=== EXERCISE PASSAGE ===
-=-=-

What happens until the sale is approved and final?

Business as usual. Our field operations and corporate departments will
continue to focus on their ongoing responsibility to serve their customers.
There is no reason for us to do anything differently at this time. All
Syncor benefit programs including the ESSOP/401k and UPPEP will remain
unchanged prior to the transaction being completed.

What will happen to my job?

Cardinal Health is very impressed with Syncor as a company and the
intellectual capital provided by its employees, and as a result has no
plans for significant changes which would affect current Syncor employees.
We understand that your continued employment, as well as the security that
comes with the compensation and benefits you receive from Syncor is of
great importance to you. We also know that you have a lot of questions
about what this merger will mean to you. Decision will be made over a
period of time that can provide you with answers to those questions. You
should know that as soon as these decisions are made, they will be
communicated to you. We ask for your patience and support during this
period.

When can we start working with CPSI labs?

-=-=-

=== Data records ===
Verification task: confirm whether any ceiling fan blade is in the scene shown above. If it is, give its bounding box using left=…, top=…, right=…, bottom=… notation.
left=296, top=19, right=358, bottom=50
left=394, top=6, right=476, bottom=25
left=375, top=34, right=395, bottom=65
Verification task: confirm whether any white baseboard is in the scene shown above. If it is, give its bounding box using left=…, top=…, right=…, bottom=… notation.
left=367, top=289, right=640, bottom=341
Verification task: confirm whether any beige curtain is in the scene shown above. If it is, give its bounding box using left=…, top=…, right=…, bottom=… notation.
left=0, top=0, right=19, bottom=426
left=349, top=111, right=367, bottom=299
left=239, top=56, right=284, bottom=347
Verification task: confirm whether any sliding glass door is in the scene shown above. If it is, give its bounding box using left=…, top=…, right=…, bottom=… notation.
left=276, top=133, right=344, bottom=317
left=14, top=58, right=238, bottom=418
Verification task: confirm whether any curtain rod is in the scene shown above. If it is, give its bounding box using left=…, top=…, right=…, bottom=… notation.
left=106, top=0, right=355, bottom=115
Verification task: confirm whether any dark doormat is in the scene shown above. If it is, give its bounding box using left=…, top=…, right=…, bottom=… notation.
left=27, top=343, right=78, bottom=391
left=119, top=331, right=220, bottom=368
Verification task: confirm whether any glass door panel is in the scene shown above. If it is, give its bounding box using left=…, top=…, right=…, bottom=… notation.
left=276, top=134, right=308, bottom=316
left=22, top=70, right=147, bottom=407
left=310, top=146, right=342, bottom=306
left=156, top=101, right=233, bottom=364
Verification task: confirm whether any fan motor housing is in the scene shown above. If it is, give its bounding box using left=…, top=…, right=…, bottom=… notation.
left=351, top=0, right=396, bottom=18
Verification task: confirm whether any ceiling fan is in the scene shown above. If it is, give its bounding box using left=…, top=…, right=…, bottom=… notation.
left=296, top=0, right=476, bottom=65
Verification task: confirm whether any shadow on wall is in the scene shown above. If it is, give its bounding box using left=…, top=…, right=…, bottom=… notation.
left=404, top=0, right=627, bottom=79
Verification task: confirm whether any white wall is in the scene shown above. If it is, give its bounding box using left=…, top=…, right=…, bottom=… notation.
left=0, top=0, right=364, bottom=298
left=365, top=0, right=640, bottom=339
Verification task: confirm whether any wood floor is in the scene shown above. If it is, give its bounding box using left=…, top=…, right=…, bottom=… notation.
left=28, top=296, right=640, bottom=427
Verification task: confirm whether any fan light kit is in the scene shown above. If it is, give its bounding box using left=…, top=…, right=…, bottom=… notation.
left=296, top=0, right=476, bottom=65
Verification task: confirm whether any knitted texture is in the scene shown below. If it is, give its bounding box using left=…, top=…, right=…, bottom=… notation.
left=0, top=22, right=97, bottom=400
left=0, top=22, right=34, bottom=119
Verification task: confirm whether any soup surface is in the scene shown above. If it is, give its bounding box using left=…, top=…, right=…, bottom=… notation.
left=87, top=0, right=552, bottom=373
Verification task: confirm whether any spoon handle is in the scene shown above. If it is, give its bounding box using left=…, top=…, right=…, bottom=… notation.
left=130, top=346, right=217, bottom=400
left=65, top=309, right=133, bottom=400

-=-=-

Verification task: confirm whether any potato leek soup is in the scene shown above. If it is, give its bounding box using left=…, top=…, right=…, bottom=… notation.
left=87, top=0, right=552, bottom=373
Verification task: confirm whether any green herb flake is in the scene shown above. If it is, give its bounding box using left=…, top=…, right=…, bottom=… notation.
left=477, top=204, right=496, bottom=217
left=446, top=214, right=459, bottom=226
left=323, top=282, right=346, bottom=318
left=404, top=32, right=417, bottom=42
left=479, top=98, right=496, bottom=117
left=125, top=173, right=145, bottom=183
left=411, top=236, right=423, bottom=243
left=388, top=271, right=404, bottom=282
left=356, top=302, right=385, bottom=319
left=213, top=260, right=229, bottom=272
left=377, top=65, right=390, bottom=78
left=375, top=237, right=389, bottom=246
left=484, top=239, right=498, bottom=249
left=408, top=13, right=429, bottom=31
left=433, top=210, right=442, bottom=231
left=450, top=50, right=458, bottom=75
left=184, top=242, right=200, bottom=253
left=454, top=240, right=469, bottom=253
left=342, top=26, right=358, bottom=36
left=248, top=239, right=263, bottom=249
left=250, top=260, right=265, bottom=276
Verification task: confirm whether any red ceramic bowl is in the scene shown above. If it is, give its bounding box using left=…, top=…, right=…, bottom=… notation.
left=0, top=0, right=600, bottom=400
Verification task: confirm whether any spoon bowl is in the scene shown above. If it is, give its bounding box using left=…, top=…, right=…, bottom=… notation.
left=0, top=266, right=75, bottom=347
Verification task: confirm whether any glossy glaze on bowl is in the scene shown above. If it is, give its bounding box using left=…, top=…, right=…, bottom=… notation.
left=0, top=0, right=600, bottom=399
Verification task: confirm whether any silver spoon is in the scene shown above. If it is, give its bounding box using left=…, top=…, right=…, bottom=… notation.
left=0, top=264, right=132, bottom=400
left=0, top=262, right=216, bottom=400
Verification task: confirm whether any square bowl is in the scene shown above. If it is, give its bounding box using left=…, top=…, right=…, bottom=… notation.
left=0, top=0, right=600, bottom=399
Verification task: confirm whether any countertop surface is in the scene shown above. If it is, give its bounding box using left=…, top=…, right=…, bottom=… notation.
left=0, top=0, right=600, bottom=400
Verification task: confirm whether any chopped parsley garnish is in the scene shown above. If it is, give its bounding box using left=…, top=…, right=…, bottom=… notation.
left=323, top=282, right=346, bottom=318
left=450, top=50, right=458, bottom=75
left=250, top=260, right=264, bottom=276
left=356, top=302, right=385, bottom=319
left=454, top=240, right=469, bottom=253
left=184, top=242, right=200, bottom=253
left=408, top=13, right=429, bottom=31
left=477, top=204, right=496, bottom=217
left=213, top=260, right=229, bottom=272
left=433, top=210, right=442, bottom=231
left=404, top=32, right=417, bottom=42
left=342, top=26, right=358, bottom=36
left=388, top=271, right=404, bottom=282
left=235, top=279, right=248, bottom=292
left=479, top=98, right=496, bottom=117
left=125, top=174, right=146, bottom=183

-=-=-

Can you give the merger Q&A again, starting with "There is no" and going on through "current Syncor employees.", but switch "impressed" to "pleased"?

=== EXERCISE RESULT ===
There is no reason for us to do anything differently at this time. All
Syncor benefit programs including the ESSOP/401k and UPPEP will remain
unchanged prior to the transaction being completed.

What will happen to my job?

Cardinal Health is very pleased with Syncor as a company and the
intellectual capital provided by its employees, and as a result has no
plans for significant changes which would affect current Syncor employees.